» Exercise goal: Repeat exactly the lines of the listing from the line containing "Target: pink crab body" through its last line, and nothing beyond them.

(Records from a point labeling set)
====

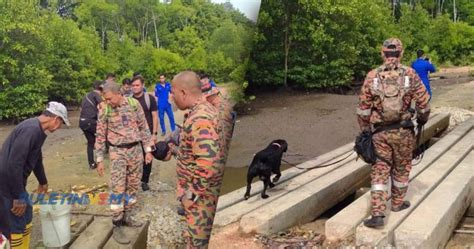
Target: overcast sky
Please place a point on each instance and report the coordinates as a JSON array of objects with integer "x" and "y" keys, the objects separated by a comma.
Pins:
[{"x": 248, "y": 7}]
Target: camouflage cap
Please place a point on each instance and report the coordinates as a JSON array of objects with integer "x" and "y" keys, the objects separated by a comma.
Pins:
[{"x": 393, "y": 43}]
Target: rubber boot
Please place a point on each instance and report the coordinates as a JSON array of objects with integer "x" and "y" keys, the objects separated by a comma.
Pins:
[
  {"x": 405, "y": 205},
  {"x": 374, "y": 221},
  {"x": 119, "y": 235}
]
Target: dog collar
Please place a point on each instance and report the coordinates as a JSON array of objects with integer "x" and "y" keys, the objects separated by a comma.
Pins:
[{"x": 277, "y": 144}]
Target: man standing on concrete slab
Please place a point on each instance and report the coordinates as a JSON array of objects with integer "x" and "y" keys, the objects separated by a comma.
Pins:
[
  {"x": 199, "y": 166},
  {"x": 384, "y": 109},
  {"x": 20, "y": 155},
  {"x": 162, "y": 91},
  {"x": 149, "y": 107},
  {"x": 123, "y": 126}
]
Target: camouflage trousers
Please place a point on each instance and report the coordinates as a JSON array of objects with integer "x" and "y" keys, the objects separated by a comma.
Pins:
[
  {"x": 199, "y": 218},
  {"x": 395, "y": 147},
  {"x": 125, "y": 178}
]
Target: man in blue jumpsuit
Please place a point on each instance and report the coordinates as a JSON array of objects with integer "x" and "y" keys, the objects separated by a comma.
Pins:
[
  {"x": 423, "y": 67},
  {"x": 162, "y": 91}
]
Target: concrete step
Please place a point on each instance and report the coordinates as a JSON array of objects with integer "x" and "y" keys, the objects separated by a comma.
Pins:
[
  {"x": 419, "y": 188},
  {"x": 308, "y": 201},
  {"x": 82, "y": 222},
  {"x": 95, "y": 236},
  {"x": 344, "y": 223},
  {"x": 237, "y": 196},
  {"x": 137, "y": 236},
  {"x": 433, "y": 221},
  {"x": 235, "y": 212}
]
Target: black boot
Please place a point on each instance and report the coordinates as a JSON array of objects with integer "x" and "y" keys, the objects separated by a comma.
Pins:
[
  {"x": 374, "y": 221},
  {"x": 405, "y": 205}
]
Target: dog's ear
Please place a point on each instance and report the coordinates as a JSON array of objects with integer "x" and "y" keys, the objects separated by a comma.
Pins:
[{"x": 284, "y": 145}]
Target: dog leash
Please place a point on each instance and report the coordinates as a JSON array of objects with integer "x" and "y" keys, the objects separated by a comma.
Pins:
[{"x": 321, "y": 165}]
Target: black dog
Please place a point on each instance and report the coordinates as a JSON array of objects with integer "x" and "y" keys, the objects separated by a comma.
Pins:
[{"x": 264, "y": 163}]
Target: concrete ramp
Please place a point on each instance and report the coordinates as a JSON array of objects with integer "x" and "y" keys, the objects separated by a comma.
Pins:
[
  {"x": 343, "y": 224},
  {"x": 301, "y": 196},
  {"x": 433, "y": 221},
  {"x": 418, "y": 189}
]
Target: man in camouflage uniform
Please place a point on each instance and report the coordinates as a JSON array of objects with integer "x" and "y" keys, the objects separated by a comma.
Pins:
[
  {"x": 199, "y": 166},
  {"x": 122, "y": 126},
  {"x": 226, "y": 116},
  {"x": 385, "y": 109}
]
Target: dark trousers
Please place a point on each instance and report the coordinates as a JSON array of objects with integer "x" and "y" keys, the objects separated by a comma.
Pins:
[
  {"x": 161, "y": 115},
  {"x": 10, "y": 223},
  {"x": 4, "y": 217},
  {"x": 89, "y": 126}
]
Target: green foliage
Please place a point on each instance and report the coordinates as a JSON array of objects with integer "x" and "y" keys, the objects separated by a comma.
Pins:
[
  {"x": 322, "y": 44},
  {"x": 46, "y": 56}
]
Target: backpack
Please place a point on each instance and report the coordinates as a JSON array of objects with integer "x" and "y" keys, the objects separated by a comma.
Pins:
[{"x": 391, "y": 87}]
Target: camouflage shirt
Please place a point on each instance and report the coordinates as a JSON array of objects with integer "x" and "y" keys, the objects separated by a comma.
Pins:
[
  {"x": 225, "y": 119},
  {"x": 370, "y": 103},
  {"x": 123, "y": 124},
  {"x": 198, "y": 167}
]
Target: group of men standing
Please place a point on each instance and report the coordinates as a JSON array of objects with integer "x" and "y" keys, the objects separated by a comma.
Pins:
[{"x": 127, "y": 127}]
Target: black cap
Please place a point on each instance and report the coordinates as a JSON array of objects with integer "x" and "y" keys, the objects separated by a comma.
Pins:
[{"x": 161, "y": 150}]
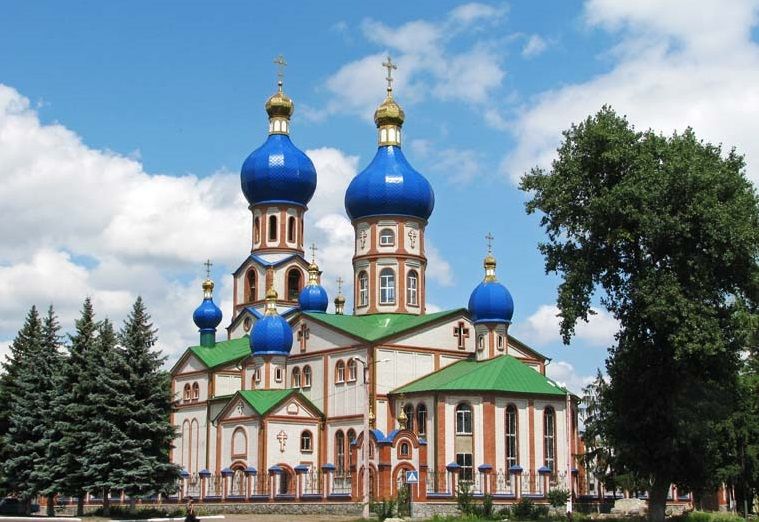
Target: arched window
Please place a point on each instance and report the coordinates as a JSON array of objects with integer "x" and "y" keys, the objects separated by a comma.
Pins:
[
  {"x": 512, "y": 445},
  {"x": 239, "y": 443},
  {"x": 340, "y": 451},
  {"x": 421, "y": 419},
  {"x": 408, "y": 410},
  {"x": 412, "y": 288},
  {"x": 387, "y": 237},
  {"x": 363, "y": 289},
  {"x": 306, "y": 441},
  {"x": 293, "y": 284},
  {"x": 306, "y": 376},
  {"x": 463, "y": 419},
  {"x": 251, "y": 289},
  {"x": 291, "y": 229},
  {"x": 352, "y": 370},
  {"x": 296, "y": 377},
  {"x": 340, "y": 372},
  {"x": 549, "y": 438},
  {"x": 272, "y": 228},
  {"x": 350, "y": 436},
  {"x": 387, "y": 286}
]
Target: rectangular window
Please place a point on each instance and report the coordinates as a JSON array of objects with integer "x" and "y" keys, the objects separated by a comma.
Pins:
[
  {"x": 387, "y": 286},
  {"x": 466, "y": 473}
]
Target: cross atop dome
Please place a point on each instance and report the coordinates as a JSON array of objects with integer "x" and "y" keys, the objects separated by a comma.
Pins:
[
  {"x": 389, "y": 65},
  {"x": 281, "y": 64}
]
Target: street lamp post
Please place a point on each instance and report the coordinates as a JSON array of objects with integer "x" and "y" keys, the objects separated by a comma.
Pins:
[{"x": 365, "y": 448}]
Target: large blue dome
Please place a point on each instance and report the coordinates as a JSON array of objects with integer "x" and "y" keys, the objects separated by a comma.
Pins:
[
  {"x": 271, "y": 335},
  {"x": 207, "y": 316},
  {"x": 278, "y": 172},
  {"x": 389, "y": 185},
  {"x": 313, "y": 298},
  {"x": 491, "y": 302}
]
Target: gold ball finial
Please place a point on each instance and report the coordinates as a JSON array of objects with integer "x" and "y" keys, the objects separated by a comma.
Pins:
[{"x": 280, "y": 105}]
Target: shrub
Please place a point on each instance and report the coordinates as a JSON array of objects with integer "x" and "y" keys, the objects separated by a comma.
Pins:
[
  {"x": 384, "y": 509},
  {"x": 558, "y": 497}
]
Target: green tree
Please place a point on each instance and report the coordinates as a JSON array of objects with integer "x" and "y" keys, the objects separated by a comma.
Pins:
[
  {"x": 107, "y": 389},
  {"x": 147, "y": 469},
  {"x": 73, "y": 411},
  {"x": 21, "y": 437},
  {"x": 667, "y": 230}
]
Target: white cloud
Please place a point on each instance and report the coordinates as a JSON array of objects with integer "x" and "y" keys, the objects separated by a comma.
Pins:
[
  {"x": 534, "y": 46},
  {"x": 426, "y": 62},
  {"x": 566, "y": 375},
  {"x": 86, "y": 222},
  {"x": 676, "y": 65},
  {"x": 542, "y": 328}
]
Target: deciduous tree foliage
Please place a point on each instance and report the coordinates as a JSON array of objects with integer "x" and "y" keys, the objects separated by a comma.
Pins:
[{"x": 666, "y": 229}]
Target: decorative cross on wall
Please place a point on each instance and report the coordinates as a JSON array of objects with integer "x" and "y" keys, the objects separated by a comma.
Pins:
[
  {"x": 412, "y": 237},
  {"x": 282, "y": 438},
  {"x": 462, "y": 333},
  {"x": 303, "y": 334}
]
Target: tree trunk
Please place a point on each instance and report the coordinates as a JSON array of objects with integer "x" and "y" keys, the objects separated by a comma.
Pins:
[
  {"x": 80, "y": 504},
  {"x": 657, "y": 500},
  {"x": 106, "y": 502},
  {"x": 51, "y": 505}
]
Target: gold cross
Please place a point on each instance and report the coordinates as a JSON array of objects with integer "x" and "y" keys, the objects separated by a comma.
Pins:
[
  {"x": 313, "y": 252},
  {"x": 281, "y": 64},
  {"x": 389, "y": 65},
  {"x": 340, "y": 285},
  {"x": 490, "y": 239}
]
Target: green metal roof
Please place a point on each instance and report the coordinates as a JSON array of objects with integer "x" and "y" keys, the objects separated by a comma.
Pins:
[
  {"x": 501, "y": 374},
  {"x": 264, "y": 400},
  {"x": 224, "y": 352},
  {"x": 373, "y": 327}
]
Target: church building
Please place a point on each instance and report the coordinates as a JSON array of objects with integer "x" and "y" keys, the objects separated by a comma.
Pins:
[{"x": 293, "y": 403}]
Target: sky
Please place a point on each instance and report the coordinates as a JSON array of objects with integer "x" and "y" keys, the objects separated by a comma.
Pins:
[{"x": 123, "y": 126}]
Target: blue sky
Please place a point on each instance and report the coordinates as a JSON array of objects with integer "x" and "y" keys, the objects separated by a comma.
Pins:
[{"x": 123, "y": 127}]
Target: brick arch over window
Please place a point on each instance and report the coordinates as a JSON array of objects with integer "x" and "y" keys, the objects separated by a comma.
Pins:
[
  {"x": 294, "y": 284},
  {"x": 250, "y": 285},
  {"x": 239, "y": 443}
]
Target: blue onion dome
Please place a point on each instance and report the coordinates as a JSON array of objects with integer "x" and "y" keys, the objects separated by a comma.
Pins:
[
  {"x": 389, "y": 185},
  {"x": 313, "y": 297},
  {"x": 272, "y": 334},
  {"x": 277, "y": 171},
  {"x": 491, "y": 302},
  {"x": 207, "y": 316}
]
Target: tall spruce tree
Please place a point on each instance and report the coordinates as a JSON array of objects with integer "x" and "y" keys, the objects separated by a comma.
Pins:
[
  {"x": 73, "y": 412},
  {"x": 22, "y": 436},
  {"x": 49, "y": 367},
  {"x": 108, "y": 392},
  {"x": 146, "y": 469},
  {"x": 667, "y": 228}
]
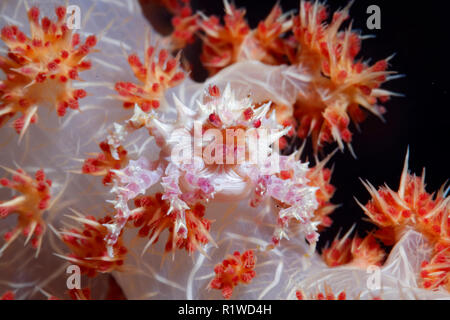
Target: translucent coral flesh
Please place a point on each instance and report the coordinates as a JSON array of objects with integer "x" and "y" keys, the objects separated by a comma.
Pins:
[
  {"x": 29, "y": 205},
  {"x": 150, "y": 207}
]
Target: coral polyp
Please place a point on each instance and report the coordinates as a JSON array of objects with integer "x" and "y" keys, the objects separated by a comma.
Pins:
[
  {"x": 356, "y": 252},
  {"x": 210, "y": 154},
  {"x": 205, "y": 163},
  {"x": 40, "y": 68},
  {"x": 104, "y": 162},
  {"x": 151, "y": 217},
  {"x": 235, "y": 269},
  {"x": 30, "y": 206},
  {"x": 409, "y": 207}
]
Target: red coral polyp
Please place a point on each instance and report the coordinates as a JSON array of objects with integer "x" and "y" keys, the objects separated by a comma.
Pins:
[
  {"x": 88, "y": 246},
  {"x": 152, "y": 217},
  {"x": 29, "y": 206},
  {"x": 102, "y": 163},
  {"x": 159, "y": 73},
  {"x": 235, "y": 269},
  {"x": 40, "y": 69}
]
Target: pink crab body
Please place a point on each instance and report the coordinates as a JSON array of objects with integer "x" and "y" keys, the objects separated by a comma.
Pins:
[
  {"x": 412, "y": 207},
  {"x": 197, "y": 163},
  {"x": 235, "y": 269},
  {"x": 155, "y": 77}
]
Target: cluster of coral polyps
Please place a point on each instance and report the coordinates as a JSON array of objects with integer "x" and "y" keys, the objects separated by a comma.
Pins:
[
  {"x": 412, "y": 206},
  {"x": 40, "y": 68},
  {"x": 29, "y": 206},
  {"x": 337, "y": 85},
  {"x": 196, "y": 170}
]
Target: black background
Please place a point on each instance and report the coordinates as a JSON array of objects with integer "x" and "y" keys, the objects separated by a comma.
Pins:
[{"x": 417, "y": 32}]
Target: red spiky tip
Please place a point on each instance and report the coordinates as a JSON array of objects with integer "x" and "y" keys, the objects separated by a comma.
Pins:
[
  {"x": 235, "y": 269},
  {"x": 326, "y": 295},
  {"x": 152, "y": 218},
  {"x": 159, "y": 73},
  {"x": 30, "y": 205},
  {"x": 40, "y": 66},
  {"x": 88, "y": 246},
  {"x": 102, "y": 163},
  {"x": 9, "y": 295}
]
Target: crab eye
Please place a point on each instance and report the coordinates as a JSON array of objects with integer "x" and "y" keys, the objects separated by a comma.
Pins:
[{"x": 324, "y": 75}]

====

» Task result:
Target: pink crab body
Please place a point on each instance and report the coordinates as a JSON array of objects with integer "x" and "y" keys, the objects separated by a comma.
Pins:
[
  {"x": 412, "y": 207},
  {"x": 197, "y": 163},
  {"x": 235, "y": 269},
  {"x": 155, "y": 77}
]
Target: cluster of coral polyps
Please place a point on each instance and report the coordinates as a JSON array of objects with integer "x" and "y" keys, the objects separated by a comma.
Pins:
[
  {"x": 412, "y": 206},
  {"x": 40, "y": 68},
  {"x": 29, "y": 206},
  {"x": 337, "y": 85},
  {"x": 196, "y": 170}
]
Target: black background
Please place a point on each instance and report the coordinates as a JSON array of objects with integer "x" and "y" keys, the objects separated by a comma.
Pins:
[{"x": 417, "y": 32}]
Target: red spiky tip
Please place a point on each instance and report the coordinates as a JSON array of objects with integer "x" and "y" keys, the objects separated by a comma.
Pins:
[
  {"x": 235, "y": 269},
  {"x": 326, "y": 295},
  {"x": 152, "y": 218},
  {"x": 159, "y": 73},
  {"x": 30, "y": 205},
  {"x": 40, "y": 66},
  {"x": 88, "y": 246},
  {"x": 102, "y": 163},
  {"x": 9, "y": 295}
]
Target: crab eye
Please place a point on each instance and report the coordinates as a JSON array of objects with integer "x" and "y" keys, the objects separated by a comma.
Pins:
[{"x": 324, "y": 75}]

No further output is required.